== Written task 1 ==
From the article on Sir John Wodehouse, list each stretch of time he sat in the House of Commons, giving the seat and the years for each.
== Written task 2 ==
Copy the passage of the article on Sir John Wodehouse word for word, starting at "A member of" and ending at "P. G. Wodehouse.".

== Source text ==
[BEGIN]
= Sir John Wodehouse, 4th Baronet =

British Tory Member of Parliament

Sir John Wodehouse, 4th Baronet (23 March 1669 – 6 August 1754), was a British Tory Member of Parliament.

A member of an old Norfolk family, Wodehouse succeeded his grandfather Sir Philip Wodehouse, 3rd Baronet, in the baronetcy on 6 May 1681. He was the son of Thomas Wodehouse and Anne Armine, daughter and co-heiress of Sir William Armine, 2nd Baronet. In 1695 he was elected to the House of Commons for Thetford, a seat he held until 1698 and again from 1701 to 1702 and 1705 to 1708. He also represented Norfolk from 1710 to 1713. At some point he was the Recorder of Thetford. Wodehouse married Elizabeth Benson in 1700. After her early death he married Mary Fermor, daughter of William Fermor, 1st Baron Leominster. He died in August 1754, aged 85, and was succeeded in the baronetcy by his son from his second marriage, Armine - another son, William, had predeceased him. Wodehouse's descendants include Foreign Secretary John Wodehouse, 1st Earl of Kimberley, and the author P. G. Wodehouse.
[END]
(Boundary annotation records)
[BEGIN]
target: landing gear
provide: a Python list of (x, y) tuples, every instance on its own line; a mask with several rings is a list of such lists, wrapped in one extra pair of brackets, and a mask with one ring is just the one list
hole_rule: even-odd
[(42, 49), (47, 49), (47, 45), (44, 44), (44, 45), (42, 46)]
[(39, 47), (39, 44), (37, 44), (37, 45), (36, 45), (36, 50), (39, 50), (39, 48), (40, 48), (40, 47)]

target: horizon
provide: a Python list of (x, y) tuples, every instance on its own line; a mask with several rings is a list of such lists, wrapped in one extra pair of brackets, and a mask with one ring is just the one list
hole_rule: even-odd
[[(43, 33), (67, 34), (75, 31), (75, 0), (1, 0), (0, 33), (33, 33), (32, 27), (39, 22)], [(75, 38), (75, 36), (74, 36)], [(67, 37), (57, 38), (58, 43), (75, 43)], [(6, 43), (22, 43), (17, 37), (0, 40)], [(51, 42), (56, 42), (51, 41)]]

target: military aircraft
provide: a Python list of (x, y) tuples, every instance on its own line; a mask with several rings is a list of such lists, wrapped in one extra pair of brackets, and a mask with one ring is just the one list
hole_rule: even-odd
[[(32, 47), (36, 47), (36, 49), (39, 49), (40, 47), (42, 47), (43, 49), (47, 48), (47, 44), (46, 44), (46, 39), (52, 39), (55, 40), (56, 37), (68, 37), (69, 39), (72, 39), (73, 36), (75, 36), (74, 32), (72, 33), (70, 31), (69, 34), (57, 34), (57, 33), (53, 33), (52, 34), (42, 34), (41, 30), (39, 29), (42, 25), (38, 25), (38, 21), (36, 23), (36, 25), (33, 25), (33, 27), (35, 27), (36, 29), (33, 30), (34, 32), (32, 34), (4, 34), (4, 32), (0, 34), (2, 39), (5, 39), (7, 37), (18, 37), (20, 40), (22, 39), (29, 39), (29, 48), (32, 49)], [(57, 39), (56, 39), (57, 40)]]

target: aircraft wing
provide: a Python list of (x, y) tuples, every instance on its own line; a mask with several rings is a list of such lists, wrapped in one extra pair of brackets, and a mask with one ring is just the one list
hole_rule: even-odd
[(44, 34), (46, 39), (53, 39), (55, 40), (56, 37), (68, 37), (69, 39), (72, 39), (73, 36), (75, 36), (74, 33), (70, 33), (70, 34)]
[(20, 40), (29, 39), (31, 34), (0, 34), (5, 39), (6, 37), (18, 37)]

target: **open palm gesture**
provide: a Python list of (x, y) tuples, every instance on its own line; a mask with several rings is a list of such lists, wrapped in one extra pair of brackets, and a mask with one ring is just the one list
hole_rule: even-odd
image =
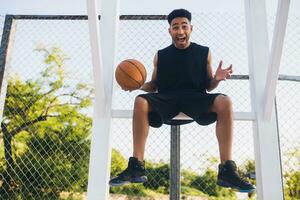
[(215, 74), (215, 79), (217, 81), (225, 81), (226, 79), (230, 78), (232, 74), (232, 64), (225, 69), (222, 69), (222, 64), (223, 61), (221, 60)]

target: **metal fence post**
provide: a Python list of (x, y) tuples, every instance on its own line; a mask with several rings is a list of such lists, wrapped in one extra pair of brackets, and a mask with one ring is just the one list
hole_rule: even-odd
[(180, 125), (171, 125), (170, 200), (180, 199)]

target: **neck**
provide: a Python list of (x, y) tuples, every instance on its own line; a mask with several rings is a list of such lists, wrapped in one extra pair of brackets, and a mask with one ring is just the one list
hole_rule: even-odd
[(174, 46), (175, 46), (177, 49), (186, 49), (186, 48), (188, 48), (188, 47), (191, 45), (191, 42), (189, 41), (189, 42), (187, 43), (187, 45), (185, 45), (185, 46), (176, 45), (175, 42), (174, 42), (173, 44), (174, 44)]

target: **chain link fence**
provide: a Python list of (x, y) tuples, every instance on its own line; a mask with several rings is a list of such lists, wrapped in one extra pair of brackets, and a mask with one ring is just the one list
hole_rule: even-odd
[(87, 17), (11, 17), (0, 199), (84, 199), (93, 98)]
[[(146, 17), (145, 17), (146, 18)], [(141, 19), (136, 16), (122, 16), (118, 38), (116, 62), (135, 58), (144, 63), (147, 80), (151, 79), (153, 57), (158, 49), (171, 43), (168, 23), (157, 19)], [(210, 47), (213, 66), (220, 60), (225, 65), (233, 64), (235, 75), (248, 74), (245, 18), (242, 14), (232, 13), (194, 13), (191, 40)], [(234, 36), (232, 33), (235, 33)], [(134, 41), (134, 42), (133, 42)], [(220, 84), (216, 92), (228, 94), (234, 102), (234, 111), (250, 112), (250, 90), (247, 79), (233, 79)], [(129, 110), (133, 108), (135, 96), (141, 91), (124, 92), (114, 83), (113, 109)], [(113, 149), (123, 155), (124, 162), (132, 155), (131, 120), (113, 122)], [(244, 175), (254, 171), (254, 149), (252, 123), (235, 123), (234, 159)], [(169, 163), (170, 163), (170, 127), (150, 129), (146, 147), (146, 169), (149, 183), (111, 188), (111, 199), (123, 199), (124, 196), (152, 196), (155, 199), (168, 199)], [(114, 162), (114, 161), (113, 161)], [(147, 162), (150, 163), (147, 166)], [(247, 195), (236, 195), (233, 191), (216, 186), (219, 164), (218, 144), (215, 125), (201, 127), (196, 123), (181, 127), (181, 195), (187, 199), (238, 199)], [(124, 163), (124, 166), (126, 164)], [(123, 168), (124, 169), (124, 168)], [(164, 170), (162, 170), (164, 169)], [(118, 172), (120, 172), (119, 169)], [(116, 175), (116, 171), (112, 175)], [(154, 187), (157, 186), (157, 187)], [(149, 191), (152, 189), (152, 191)], [(153, 189), (155, 193), (153, 193)]]
[[(293, 45), (284, 49), (280, 68), (284, 71), (280, 73), (298, 75), (294, 65), (299, 60), (299, 18), (290, 18), (286, 41)], [(0, 17), (1, 28), (4, 19)], [(138, 59), (144, 63), (150, 80), (156, 51), (171, 42), (168, 24), (162, 19), (132, 20), (132, 16), (122, 16), (116, 63)], [(86, 17), (32, 16), (15, 22), (10, 41), (13, 48), (5, 69), (9, 75), (0, 134), (0, 199), (85, 199), (93, 97)], [(192, 24), (191, 40), (210, 47), (213, 66), (222, 59), (225, 65), (233, 64), (235, 75), (248, 74), (243, 14), (194, 13)], [(116, 82), (113, 87), (112, 108), (132, 109), (141, 91), (124, 92)], [(299, 89), (298, 82), (279, 81), (277, 91), (286, 199), (299, 197), (300, 140), (296, 121), (300, 117), (299, 95), (295, 95)], [(214, 92), (228, 94), (235, 112), (251, 111), (247, 79), (228, 80)], [(132, 155), (131, 123), (126, 118), (112, 120), (112, 175), (123, 170)], [(215, 184), (219, 153), (214, 125), (192, 123), (181, 130), (182, 198), (247, 198)], [(234, 135), (234, 160), (240, 172), (249, 176), (254, 171), (252, 122), (235, 121)], [(145, 158), (149, 182), (110, 188), (110, 199), (169, 198), (169, 126), (150, 129)]]

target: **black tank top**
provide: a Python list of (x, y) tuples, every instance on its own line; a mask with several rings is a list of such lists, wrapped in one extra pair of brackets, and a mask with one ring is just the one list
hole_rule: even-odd
[(158, 51), (158, 92), (198, 91), (206, 93), (209, 84), (207, 56), (209, 48), (191, 43), (186, 49), (173, 44)]

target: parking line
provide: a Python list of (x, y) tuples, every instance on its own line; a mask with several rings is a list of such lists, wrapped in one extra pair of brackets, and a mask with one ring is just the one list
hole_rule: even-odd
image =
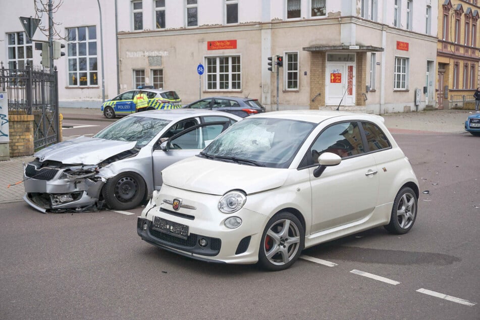
[(126, 215), (127, 216), (131, 216), (132, 215), (135, 215), (135, 214), (132, 214), (131, 212), (128, 212), (128, 211), (122, 211), (121, 210), (110, 210), (112, 212), (116, 212), (117, 214), (122, 214), (122, 215)]
[(440, 298), (440, 299), (448, 300), (449, 301), (456, 302), (457, 303), (460, 303), (460, 304), (464, 304), (465, 305), (468, 305), (470, 307), (473, 306), (476, 304), (476, 303), (470, 302), (470, 301), (466, 300), (464, 300), (463, 299), (460, 299), (460, 298), (457, 298), (456, 297), (452, 297), (452, 296), (447, 295), (446, 294), (440, 293), (440, 292), (436, 292), (435, 291), (432, 291), (432, 290), (423, 289), (423, 288), (416, 290), (416, 292), (419, 292), (420, 293), (424, 293), (425, 294), (428, 294), (437, 298)]
[(335, 266), (336, 265), (338, 265), (338, 264), (334, 262), (331, 262), (330, 261), (327, 261), (326, 260), (322, 260), (322, 259), (314, 258), (313, 257), (311, 257), (308, 255), (301, 255), (300, 256), (300, 258), (303, 259), (304, 260), (307, 260), (312, 262), (315, 262), (315, 263), (318, 263), (319, 264), (323, 264), (324, 265), (326, 265), (327, 266)]
[(372, 274), (369, 274), (367, 272), (364, 272), (363, 271), (360, 271), (360, 270), (352, 270), (350, 271), (352, 274), (355, 274), (356, 275), (358, 275), (359, 276), (363, 276), (363, 277), (366, 277), (366, 278), (369, 278), (371, 279), (374, 279), (374, 280), (377, 280), (378, 281), (382, 281), (382, 282), (385, 282), (385, 283), (388, 283), (391, 285), (393, 285), (396, 286), (398, 284), (400, 284), (400, 282), (398, 281), (395, 281), (395, 280), (392, 280), (387, 278), (384, 278), (383, 277), (380, 277), (380, 276), (377, 276), (376, 275), (373, 275)]

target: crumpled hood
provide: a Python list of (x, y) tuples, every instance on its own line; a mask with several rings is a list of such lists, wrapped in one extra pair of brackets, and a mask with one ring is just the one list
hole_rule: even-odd
[(222, 195), (231, 190), (250, 194), (278, 188), (289, 170), (254, 167), (204, 159), (187, 158), (164, 169), (164, 183), (196, 192)]
[(33, 156), (42, 162), (52, 160), (65, 164), (96, 165), (133, 148), (136, 144), (136, 141), (119, 141), (82, 136), (42, 149)]

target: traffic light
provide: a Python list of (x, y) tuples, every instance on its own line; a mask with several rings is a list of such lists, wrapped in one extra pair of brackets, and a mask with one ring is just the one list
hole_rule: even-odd
[(269, 57), (268, 59), (269, 59), (269, 71), (272, 71), (272, 72), (275, 72), (275, 71), (274, 71), (274, 69), (273, 69), (273, 59), (274, 59), (274, 57)]
[(50, 48), (48, 42), (42, 42), (42, 52), (40, 54), (42, 61), (40, 63), (46, 68), (50, 68)]
[(58, 59), (61, 57), (65, 55), (65, 52), (62, 52), (61, 49), (65, 47), (65, 45), (61, 43), (59, 41), (54, 41), (54, 59)]

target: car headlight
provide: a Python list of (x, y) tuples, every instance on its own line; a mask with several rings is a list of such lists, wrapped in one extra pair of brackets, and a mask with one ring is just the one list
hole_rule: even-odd
[(219, 201), (219, 210), (224, 214), (232, 214), (242, 208), (247, 197), (240, 191), (230, 191), (226, 193)]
[END]
== Correct output 1 ==
Thetford, 1695 to 1698
Thetford, 1701 to 1702
Thetford, 1705 to 1708
Norfolk, 1710 to 1713

== Correct output 2 ==
A member of an old Norfolk family, Wodehouse succeeded his grandfather Sir Philip Wodehouse, 3rd Baronet, in the baronetcy on 6 May 1681. He was the son of Thomas Wodehouse and Anne Armine, daughter and co-heiress of Sir William Armine, 2nd Baronet. In 1695 he was elected to the House of Commons for Thetford, a seat he held until 1698 and again from 1701 to 1702 and 1705 to 1708. He also represented Norfolk from 1710 to 1713. At some point he was the Recorder of Thetford. Wodehouse married Elizabeth Benson in 1700. After her early death he married Mary Fermor, daughter of William Fermor, 1st Baron Leominster. He died in August 1754, aged 85, and was succeeded in the baronetcy by his son from his second marriage, Armine - another son, William, had predeceased him. Wodehouse's descendants include Foreign Secretary John Wodehouse, 1st Earl of Kimberley, and the author P. G. Wodehouse.